TASK DETAILS -> Scan the data that follows and count the lines with the string "cloud"; answer with the count alone.

:: DATA SECTION

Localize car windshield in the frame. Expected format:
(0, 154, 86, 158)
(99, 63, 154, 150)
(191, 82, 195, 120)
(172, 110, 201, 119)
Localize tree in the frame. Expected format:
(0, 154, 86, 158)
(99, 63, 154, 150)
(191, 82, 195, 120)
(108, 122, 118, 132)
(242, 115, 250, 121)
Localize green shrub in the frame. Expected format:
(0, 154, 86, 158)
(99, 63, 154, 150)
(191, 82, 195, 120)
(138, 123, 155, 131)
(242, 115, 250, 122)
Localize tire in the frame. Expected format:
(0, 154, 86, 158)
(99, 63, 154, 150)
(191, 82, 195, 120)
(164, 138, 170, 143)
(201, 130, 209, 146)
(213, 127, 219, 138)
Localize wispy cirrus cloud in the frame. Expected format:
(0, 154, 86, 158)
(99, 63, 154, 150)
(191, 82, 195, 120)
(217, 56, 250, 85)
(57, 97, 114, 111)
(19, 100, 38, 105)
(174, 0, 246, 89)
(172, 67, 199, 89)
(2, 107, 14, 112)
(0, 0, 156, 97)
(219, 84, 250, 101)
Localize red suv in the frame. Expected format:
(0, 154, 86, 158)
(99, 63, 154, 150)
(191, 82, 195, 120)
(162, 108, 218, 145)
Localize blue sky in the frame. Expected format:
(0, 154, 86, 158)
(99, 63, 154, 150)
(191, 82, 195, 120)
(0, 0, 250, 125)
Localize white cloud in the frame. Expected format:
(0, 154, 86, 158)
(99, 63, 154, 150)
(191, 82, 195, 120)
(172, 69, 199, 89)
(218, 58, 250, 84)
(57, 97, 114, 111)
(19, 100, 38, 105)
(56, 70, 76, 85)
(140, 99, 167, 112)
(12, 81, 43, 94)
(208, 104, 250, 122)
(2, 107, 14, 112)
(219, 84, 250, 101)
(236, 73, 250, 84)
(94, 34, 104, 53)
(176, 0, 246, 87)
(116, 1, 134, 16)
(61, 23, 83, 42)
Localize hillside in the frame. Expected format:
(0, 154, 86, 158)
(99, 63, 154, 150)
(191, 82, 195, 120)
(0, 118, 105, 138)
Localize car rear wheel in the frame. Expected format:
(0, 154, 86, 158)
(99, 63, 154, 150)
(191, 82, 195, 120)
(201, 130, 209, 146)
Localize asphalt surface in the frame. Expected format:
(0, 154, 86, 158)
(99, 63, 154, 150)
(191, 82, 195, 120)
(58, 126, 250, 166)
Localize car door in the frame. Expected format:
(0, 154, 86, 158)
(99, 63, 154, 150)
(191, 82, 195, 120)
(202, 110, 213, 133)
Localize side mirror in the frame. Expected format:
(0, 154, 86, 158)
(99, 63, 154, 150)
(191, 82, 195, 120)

::::

ANSWER BOX -> 2